**Task requirements**
Reproduce the following entries line for line, without changing a single character.

* Begin Provided data *

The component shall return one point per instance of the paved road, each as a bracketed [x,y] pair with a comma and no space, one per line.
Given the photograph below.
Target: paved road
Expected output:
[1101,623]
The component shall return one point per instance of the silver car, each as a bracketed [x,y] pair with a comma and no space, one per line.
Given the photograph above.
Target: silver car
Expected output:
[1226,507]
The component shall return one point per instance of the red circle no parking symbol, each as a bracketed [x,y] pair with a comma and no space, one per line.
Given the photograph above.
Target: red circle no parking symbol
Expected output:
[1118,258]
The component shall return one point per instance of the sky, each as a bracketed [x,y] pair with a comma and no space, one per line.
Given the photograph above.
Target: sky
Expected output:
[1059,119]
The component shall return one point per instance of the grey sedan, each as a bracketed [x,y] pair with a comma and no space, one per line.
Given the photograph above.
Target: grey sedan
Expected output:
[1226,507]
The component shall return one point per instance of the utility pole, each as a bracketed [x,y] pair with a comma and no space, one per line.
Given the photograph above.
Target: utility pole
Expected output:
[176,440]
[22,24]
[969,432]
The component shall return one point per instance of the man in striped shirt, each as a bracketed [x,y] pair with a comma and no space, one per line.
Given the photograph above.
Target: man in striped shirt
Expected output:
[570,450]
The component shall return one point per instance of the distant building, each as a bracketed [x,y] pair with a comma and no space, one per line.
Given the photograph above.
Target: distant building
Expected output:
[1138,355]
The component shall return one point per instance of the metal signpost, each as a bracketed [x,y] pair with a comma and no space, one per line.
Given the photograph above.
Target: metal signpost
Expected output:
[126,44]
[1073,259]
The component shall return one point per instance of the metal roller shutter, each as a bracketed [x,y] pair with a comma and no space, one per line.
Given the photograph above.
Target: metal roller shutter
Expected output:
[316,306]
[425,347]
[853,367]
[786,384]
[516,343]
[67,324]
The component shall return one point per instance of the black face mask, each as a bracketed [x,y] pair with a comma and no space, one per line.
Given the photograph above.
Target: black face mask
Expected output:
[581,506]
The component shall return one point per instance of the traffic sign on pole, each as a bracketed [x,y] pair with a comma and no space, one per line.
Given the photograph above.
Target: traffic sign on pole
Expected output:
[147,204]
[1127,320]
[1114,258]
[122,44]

* End Provided data *

**Exercise answer**
The component shall return one point per instance of the paved road, each as a bracketed [x,y] pair with a comma and no space, one per line.
Given the photograph below.
Target: paved road
Expected output:
[1101,623]
The component shall return one point per instance of the silver car, each as a bracketed [x,y] pair with a comma and no space, one per line.
Given the photograph above.
Target: silver car
Expected output:
[1226,507]
The component shall return one point per instance of the red circle no parking symbol, each as a bracketed [x,y] pair with a comma and no space, one per line.
Given the photograph above.
Target: red circle no parking symbol
Expected output:
[1118,258]
The component shall return one point per instance of the sky, each as a bracketed [x,y] pair with a comma and no space, one per line.
Given the photograph above.
Target: sky
Expected output:
[1059,119]
The component shall return one point per instance of the grey sedan, each as a bracketed [x,y] pair with a comma and no space, one per line.
Given the photograph above.
Target: grey sedan
Expected output:
[1226,507]
The component shall return one point per instance of the utility pole, each as a bracketed [x,y] pair with a comma and no space, one per line.
Given the photograph above.
Target: utility pole
Expected output:
[176,440]
[22,24]
[969,432]
The component shall return one point per instance of the man in striped shirt, each as a bracketed [x,y] pair with a comma and no space, one per line.
Given the photograph above.
Target: man in striped shirt
Expected output:
[570,450]
The component shall return one point per instance of the distant building, each as a bracketed [x,y] pair with a comma and no space, one per line.
Given the photograph above.
Target: distant building
Expected output:
[1138,355]
The component shall return one point per instance of the metal signpost, each as a bracketed [x,y] pair with a comma and no space, one per line.
Given the photograph above.
Target: metal signpost
Expected output:
[126,44]
[1073,259]
The component shall return one point per instance of the metal roller shutter, each as a bracketed [x,y] pair with a comma and no space, one per line.
Given the photograph above.
Target: metal roller shutter
Expected output:
[316,306]
[425,347]
[853,367]
[786,384]
[516,343]
[67,324]
The component shall return one point per instance of the black face mask, each as a bracketed [x,y] pair with a comma and no space, one per line.
Given the photograph above.
Target: black face mask
Expected output:
[581,506]
The component shall return one point per instance of the traffic sign on pole, each as a bracketed [x,y] pair with a comma and no space, one per line.
Given the photograph above.
Target: traffic sign on pole
Expected output:
[147,204]
[1127,320]
[1114,258]
[122,44]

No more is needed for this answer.